Provided material →

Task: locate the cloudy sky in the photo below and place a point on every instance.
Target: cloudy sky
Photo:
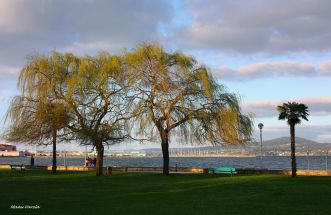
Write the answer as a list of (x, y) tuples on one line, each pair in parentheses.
[(268, 52)]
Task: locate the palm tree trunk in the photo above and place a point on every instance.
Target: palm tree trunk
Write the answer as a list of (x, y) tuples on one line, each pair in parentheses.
[(294, 164), (99, 164), (54, 134), (165, 153)]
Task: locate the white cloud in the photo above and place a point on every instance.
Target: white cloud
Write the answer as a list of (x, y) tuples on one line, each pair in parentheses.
[(273, 69), (43, 25), (267, 108), (258, 26), (7, 72)]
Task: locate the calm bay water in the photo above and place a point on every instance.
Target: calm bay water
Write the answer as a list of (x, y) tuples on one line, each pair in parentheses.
[(269, 162)]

Prompt →
Identify each line of the material where the word "calm" shows up, and copy it.

Result of this exercise →
Task: locate the calm bay water in the photo above and place a point on every instance.
Target: calm bay water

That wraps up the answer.